[Supplied data start]

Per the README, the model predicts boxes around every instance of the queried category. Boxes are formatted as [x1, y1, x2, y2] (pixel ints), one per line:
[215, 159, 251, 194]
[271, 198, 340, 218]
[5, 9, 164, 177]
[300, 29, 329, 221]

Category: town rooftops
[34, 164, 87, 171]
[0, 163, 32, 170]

[Supplied data end]

Write out every item again, switching "town rooftops" to "village rooftops" and leaving the rest untouched.

▸ **Response**:
Per the README, the model predicts boxes around every instance of the queried category. Boxes are formatted as [x1, y1, x2, y2] (pixel ints), one per line:
[215, 159, 251, 194]
[271, 198, 340, 218]
[5, 9, 164, 177]
[300, 29, 329, 221]

Category: village rooftops
[34, 164, 87, 171]
[0, 163, 32, 170]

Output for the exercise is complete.